> Exercice écrit
Recopiez la partie des données qui commence à la ligne contenant « Where can the squirrel front » et se poursuit jusqu'à la fin des données, en remplaçant « front paw » par « hind paw ». Ne changez rien d'autre.

== Extraits des données

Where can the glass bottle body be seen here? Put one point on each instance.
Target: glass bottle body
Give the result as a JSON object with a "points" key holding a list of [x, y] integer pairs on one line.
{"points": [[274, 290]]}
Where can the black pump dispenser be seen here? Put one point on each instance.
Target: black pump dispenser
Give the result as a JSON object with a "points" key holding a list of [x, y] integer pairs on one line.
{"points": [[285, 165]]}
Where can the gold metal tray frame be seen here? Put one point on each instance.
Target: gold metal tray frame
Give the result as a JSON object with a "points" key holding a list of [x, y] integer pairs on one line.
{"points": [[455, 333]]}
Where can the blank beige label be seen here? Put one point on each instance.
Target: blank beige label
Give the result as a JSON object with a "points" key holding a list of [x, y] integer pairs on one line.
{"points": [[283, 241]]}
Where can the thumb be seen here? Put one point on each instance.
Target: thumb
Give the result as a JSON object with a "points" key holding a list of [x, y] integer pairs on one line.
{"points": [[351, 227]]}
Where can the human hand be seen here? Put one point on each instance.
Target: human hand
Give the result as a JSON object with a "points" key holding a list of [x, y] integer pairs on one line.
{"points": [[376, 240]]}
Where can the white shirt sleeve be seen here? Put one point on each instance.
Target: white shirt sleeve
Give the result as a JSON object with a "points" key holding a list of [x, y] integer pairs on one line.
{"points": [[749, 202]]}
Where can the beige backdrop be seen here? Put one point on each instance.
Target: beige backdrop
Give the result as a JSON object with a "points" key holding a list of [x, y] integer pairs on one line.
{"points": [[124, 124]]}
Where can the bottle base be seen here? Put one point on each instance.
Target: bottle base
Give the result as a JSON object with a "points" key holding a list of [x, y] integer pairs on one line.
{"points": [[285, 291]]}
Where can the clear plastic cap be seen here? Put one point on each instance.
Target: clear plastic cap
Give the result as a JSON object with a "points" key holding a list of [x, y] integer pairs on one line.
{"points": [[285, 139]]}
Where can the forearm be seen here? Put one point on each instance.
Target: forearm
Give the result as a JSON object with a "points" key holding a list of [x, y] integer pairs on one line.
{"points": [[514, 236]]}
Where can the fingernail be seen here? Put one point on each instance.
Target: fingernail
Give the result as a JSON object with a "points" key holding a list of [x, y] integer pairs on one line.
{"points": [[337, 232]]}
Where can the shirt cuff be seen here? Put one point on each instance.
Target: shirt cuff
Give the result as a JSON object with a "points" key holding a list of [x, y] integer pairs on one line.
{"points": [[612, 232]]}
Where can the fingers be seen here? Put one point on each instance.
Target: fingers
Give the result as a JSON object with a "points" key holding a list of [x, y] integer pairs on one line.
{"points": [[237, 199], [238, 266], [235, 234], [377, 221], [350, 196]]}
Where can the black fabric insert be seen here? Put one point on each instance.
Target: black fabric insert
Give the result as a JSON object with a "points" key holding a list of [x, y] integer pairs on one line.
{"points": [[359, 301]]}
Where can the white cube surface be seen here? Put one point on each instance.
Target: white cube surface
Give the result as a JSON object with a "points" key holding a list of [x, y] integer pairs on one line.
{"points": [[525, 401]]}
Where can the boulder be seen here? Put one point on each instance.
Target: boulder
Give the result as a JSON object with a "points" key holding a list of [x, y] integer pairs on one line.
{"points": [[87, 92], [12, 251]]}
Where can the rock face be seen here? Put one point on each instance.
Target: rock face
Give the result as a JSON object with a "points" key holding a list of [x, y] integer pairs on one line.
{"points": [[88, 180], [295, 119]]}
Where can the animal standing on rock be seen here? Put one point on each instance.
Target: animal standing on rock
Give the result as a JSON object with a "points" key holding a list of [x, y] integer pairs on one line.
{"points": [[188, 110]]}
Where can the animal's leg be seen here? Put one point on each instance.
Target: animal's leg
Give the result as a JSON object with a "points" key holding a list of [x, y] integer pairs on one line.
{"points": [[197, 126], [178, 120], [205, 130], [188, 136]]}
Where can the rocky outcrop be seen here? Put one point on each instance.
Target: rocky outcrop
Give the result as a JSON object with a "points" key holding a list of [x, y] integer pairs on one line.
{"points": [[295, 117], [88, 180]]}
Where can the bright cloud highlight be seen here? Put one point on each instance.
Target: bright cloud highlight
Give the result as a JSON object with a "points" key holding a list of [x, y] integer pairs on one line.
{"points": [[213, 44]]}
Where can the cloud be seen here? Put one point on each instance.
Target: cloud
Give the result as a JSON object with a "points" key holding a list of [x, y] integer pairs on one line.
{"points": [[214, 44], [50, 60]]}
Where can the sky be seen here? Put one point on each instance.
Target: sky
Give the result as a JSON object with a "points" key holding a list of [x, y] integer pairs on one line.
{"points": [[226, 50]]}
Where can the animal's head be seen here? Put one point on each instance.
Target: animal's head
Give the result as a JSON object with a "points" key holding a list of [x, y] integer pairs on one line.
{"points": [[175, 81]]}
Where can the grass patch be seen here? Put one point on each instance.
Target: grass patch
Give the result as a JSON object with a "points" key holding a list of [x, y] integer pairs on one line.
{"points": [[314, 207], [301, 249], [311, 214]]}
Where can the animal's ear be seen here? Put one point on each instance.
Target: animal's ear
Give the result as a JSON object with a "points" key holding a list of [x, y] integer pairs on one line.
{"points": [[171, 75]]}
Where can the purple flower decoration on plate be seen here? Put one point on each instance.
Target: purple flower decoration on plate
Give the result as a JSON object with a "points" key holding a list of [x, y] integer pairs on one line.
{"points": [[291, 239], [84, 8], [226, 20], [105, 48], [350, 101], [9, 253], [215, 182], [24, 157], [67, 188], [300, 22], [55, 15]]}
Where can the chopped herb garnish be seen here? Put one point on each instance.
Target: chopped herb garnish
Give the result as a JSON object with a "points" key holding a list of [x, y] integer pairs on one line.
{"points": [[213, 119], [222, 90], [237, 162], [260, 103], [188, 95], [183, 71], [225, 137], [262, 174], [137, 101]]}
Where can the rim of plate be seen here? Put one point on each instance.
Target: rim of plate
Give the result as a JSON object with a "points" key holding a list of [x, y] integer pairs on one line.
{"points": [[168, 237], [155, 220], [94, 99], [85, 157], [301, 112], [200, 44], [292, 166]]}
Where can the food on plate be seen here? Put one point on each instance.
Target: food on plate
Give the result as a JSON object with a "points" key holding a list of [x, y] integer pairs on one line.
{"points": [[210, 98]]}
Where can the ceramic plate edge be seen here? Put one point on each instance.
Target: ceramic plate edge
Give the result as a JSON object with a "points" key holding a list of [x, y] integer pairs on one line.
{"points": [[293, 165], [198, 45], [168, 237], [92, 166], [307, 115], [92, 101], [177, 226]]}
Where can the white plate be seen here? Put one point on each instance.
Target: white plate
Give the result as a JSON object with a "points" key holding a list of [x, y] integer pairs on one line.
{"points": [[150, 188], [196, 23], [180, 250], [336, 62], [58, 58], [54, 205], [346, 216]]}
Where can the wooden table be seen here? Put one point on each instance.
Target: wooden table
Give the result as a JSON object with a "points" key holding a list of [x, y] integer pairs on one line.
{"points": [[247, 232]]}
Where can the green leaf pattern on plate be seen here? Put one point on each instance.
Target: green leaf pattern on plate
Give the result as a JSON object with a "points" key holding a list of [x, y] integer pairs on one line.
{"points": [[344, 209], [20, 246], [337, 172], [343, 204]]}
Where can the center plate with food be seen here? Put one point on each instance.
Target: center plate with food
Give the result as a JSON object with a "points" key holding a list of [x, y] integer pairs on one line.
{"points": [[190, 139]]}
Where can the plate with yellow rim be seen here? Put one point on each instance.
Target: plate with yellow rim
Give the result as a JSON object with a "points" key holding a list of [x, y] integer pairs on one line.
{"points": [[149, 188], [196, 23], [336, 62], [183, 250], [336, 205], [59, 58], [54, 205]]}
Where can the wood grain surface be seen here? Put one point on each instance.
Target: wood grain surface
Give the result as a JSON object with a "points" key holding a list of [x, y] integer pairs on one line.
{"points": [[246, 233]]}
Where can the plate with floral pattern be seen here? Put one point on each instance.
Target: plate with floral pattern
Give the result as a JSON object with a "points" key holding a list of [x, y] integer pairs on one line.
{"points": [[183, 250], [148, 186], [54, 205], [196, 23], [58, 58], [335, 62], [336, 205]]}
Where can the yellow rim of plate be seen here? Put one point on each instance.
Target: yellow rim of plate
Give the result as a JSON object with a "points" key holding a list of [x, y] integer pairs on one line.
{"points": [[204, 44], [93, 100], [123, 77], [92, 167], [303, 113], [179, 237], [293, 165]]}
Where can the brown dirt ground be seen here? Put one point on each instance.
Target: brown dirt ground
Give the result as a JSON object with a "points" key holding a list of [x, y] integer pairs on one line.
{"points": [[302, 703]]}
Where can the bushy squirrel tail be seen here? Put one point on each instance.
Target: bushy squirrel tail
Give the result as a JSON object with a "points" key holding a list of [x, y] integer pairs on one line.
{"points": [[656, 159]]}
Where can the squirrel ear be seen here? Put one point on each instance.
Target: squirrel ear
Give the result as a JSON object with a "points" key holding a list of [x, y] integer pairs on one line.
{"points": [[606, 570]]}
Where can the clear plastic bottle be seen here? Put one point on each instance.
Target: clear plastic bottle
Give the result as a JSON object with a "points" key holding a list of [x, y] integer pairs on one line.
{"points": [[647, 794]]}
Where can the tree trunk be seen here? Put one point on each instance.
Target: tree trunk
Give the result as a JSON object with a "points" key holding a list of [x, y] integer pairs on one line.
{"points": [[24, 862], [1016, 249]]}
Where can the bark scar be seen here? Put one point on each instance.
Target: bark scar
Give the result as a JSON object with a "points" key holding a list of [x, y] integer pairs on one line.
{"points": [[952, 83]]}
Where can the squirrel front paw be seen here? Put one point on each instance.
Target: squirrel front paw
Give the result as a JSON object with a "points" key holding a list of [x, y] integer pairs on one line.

====

> Corrigé écrit
Where can the squirrel hind paw be seen here? Put one point on each instance.
Target: squirrel hind paw
Give the result as a JSON object with a "points" key holding a list of [x, y] integer pairs on one line.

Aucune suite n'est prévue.